Exercise description: In this exercise, return the whole listing exactly, excluding any images.

Data shown:
——

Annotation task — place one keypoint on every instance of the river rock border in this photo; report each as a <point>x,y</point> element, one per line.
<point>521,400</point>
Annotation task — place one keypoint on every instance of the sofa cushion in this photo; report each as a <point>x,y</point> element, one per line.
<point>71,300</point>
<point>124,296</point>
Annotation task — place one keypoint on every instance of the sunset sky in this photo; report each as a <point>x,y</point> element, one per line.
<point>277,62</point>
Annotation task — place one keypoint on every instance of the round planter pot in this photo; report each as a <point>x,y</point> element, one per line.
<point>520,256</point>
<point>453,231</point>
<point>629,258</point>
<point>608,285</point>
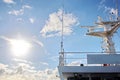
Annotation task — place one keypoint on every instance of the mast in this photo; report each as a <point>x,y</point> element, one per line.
<point>61,55</point>
<point>108,29</point>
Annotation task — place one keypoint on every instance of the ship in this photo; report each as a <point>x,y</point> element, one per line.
<point>95,65</point>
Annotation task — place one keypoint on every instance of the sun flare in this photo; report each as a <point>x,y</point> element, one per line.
<point>20,47</point>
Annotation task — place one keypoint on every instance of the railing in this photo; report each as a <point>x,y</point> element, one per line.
<point>77,58</point>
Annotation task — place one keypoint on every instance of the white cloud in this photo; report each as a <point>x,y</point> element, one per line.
<point>9,1</point>
<point>32,20</point>
<point>53,26</point>
<point>16,12</point>
<point>26,6</point>
<point>21,61</point>
<point>20,20</point>
<point>20,11</point>
<point>107,9</point>
<point>26,72</point>
<point>44,63</point>
<point>38,42</point>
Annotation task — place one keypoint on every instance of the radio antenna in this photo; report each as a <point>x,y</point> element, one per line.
<point>62,30</point>
<point>117,9</point>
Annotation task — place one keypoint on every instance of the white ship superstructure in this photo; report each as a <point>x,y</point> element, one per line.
<point>94,66</point>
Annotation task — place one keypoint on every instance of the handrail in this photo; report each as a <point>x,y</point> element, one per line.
<point>77,57</point>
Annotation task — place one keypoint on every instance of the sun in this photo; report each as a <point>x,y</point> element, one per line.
<point>20,48</point>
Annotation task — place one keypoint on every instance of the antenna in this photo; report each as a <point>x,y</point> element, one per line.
<point>62,49</point>
<point>117,10</point>
<point>61,56</point>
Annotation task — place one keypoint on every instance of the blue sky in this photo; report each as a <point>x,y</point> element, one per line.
<point>38,22</point>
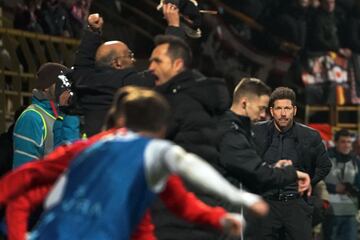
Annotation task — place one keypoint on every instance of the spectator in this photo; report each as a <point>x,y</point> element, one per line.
<point>354,28</point>
<point>100,69</point>
<point>283,139</point>
<point>291,24</point>
<point>342,183</point>
<point>147,112</point>
<point>238,152</point>
<point>79,11</point>
<point>26,17</point>
<point>33,132</point>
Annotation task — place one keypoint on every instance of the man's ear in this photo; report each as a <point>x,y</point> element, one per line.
<point>116,63</point>
<point>178,64</point>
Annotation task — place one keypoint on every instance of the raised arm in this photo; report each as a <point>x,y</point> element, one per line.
<point>90,41</point>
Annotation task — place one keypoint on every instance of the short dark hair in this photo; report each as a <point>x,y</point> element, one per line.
<point>178,48</point>
<point>250,86</point>
<point>282,93</point>
<point>342,133</point>
<point>142,108</point>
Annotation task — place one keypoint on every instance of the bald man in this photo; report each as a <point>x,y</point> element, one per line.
<point>101,68</point>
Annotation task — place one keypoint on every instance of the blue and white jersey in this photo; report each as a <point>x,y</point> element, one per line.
<point>105,192</point>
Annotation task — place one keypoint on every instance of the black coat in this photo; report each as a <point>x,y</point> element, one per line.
<point>95,86</point>
<point>239,156</point>
<point>311,150</point>
<point>195,101</point>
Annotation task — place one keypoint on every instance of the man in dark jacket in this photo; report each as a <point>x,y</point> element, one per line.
<point>195,101</point>
<point>101,68</point>
<point>283,139</point>
<point>238,153</point>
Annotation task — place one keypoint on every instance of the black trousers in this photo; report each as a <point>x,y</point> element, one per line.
<point>287,220</point>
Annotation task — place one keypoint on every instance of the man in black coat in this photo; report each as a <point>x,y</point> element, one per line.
<point>101,68</point>
<point>283,139</point>
<point>195,101</point>
<point>238,152</point>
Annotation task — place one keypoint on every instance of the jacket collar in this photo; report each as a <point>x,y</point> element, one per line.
<point>179,81</point>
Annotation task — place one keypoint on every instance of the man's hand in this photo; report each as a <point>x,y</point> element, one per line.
<point>260,208</point>
<point>340,188</point>
<point>233,224</point>
<point>303,183</point>
<point>95,22</point>
<point>283,163</point>
<point>171,14</point>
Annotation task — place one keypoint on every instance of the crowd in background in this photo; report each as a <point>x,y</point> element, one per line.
<point>197,101</point>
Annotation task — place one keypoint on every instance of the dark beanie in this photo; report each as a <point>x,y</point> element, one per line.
<point>48,74</point>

——

Answer for this exercise:
Annotation task — place one keypoint on every instance of the river rock border in this photo; report each as a <point>x,y</point> element, one per line.
<point>521,400</point>
Annotation task — place one keypoint on every instance of the sofa cushion in this photo; report each as a <point>x,y</point> element, one per line.
<point>71,300</point>
<point>124,296</point>
Annotation task — place one keypoint on every instance of the sunset sky in this photo; report each as a <point>x,y</point> element, one per line.
<point>277,62</point>
Annotation task — place one keypoint on every instance of the round planter pot in this photo; report each as a <point>x,y</point> element, one per line.
<point>520,256</point>
<point>453,231</point>
<point>629,258</point>
<point>608,285</point>
Annotation task — place one keypoint on every instance of the mast in this photo; report each as a <point>x,y</point> element, one per line.
<point>61,55</point>
<point>108,29</point>
Annotation task — place one keypoint on every instance of the ship in this photo; report each as a <point>x,y</point> element, one per line.
<point>95,65</point>
Annotation task — place one keypoint on every instance of the sun flare in this photo; report each as a <point>x,y</point> element, one per line.
<point>20,47</point>
Annotation task — place one keypoint on every instance of the railing in this photo; report each as a <point>x,y</point> element, one per line.
<point>77,58</point>
Annotation task — place one keypoint on every instance of the white cloud in this photo; report each as a <point>x,y</point> element, one per line.
<point>9,1</point>
<point>32,20</point>
<point>53,26</point>
<point>16,12</point>
<point>26,6</point>
<point>21,61</point>
<point>20,20</point>
<point>20,11</point>
<point>107,9</point>
<point>26,72</point>
<point>44,63</point>
<point>38,42</point>
Annotation task — place one keypoint on every instance of the radio antenna in this photo; report each as a <point>x,y</point> element, one per line.
<point>62,30</point>
<point>117,9</point>
Annotation task — place one keypoint on every instance of the white ship superstructure in this photo; report each as a <point>x,y</point> element, one per line.
<point>94,66</point>
Annotation task — place one keypoint on every instance of the handrail in this photo; report each as a <point>x,y</point> element, one per line.
<point>77,57</point>
Annotation task — place one keypoint on every instance of the sun in this photo; report each as a <point>x,y</point> element, one per line.
<point>20,48</point>
Annotation task — place one keypoint on every instance of the antenna in this photo; report each as a <point>x,y</point> element, one per line.
<point>62,49</point>
<point>117,10</point>
<point>61,56</point>
Annotation task — place one keypoint on every instance of the blue sky in this photo; report each as a <point>x,y</point> element, one per line.
<point>38,22</point>
Annotation task — place one keypoint on every instance of the spectator in this photo; report each as a <point>x,y</point> element, one per line.
<point>354,28</point>
<point>100,69</point>
<point>283,139</point>
<point>291,24</point>
<point>342,183</point>
<point>147,112</point>
<point>238,152</point>
<point>79,11</point>
<point>26,17</point>
<point>33,132</point>
Annotation task — place one keypoint on every instance of the man's ear in this photo; report each as a <point>x,y</point> element, one per line.
<point>116,63</point>
<point>178,64</point>
Annotation task — place one keypoint on every instance of the raised arm in this photo; report each as a <point>x,y</point> element, one per line.
<point>90,41</point>
Annotation task — place one keypoint on every instance of the short dark hair in this photo; report each as a <point>x,y</point> element, one per line.
<point>178,48</point>
<point>250,86</point>
<point>282,93</point>
<point>342,133</point>
<point>142,108</point>
Annotation task — place one keypoint on every instance of the bald man in this photo; report each as a <point>x,y</point> element, one per line.
<point>101,68</point>
Annotation task — place one keypoint on every instance of the blue and white jersey in this photo; report each as a <point>x,y</point> element, one per line.
<point>105,192</point>
Annotation task — place one keypoint on every instance of the black coat in this photo; report each as a <point>x,y</point> element, one per line.
<point>95,86</point>
<point>239,156</point>
<point>311,150</point>
<point>195,101</point>
Annotation task — place one keypoint on every instance of the man in dark jacket in this photo; report each as a <point>x,y</point> element, one per line.
<point>195,101</point>
<point>101,68</point>
<point>283,139</point>
<point>238,153</point>
Annotation task — place one keypoint on every instance of the black trousers in this photo; report each as a <point>x,y</point> element, one per line.
<point>287,220</point>
Annotation task — place one keypoint on every instance of the man in black coat in this photo; report each as a <point>x,y</point> element, one per line.
<point>101,68</point>
<point>283,139</point>
<point>195,101</point>
<point>238,152</point>
Annotation task — place one keypoint on every instance of the jacket collar in this photo; report each as a <point>x,y</point> element, one per line.
<point>179,81</point>
Annotation task — place one keypoint on every instance of the man's hand in this photo; report each as a <point>x,y</point> element, one per line.
<point>260,208</point>
<point>340,188</point>
<point>233,224</point>
<point>303,183</point>
<point>95,22</point>
<point>283,163</point>
<point>171,14</point>
Annotation task — place one keypoint on every instance of the crowd in background in this photo; report each as a <point>x,y</point> element, one per line.
<point>197,101</point>
Annotation task — place one keypoint on every instance of the dark beanie in this photo; report each as a <point>x,y</point> element, one per line.
<point>48,74</point>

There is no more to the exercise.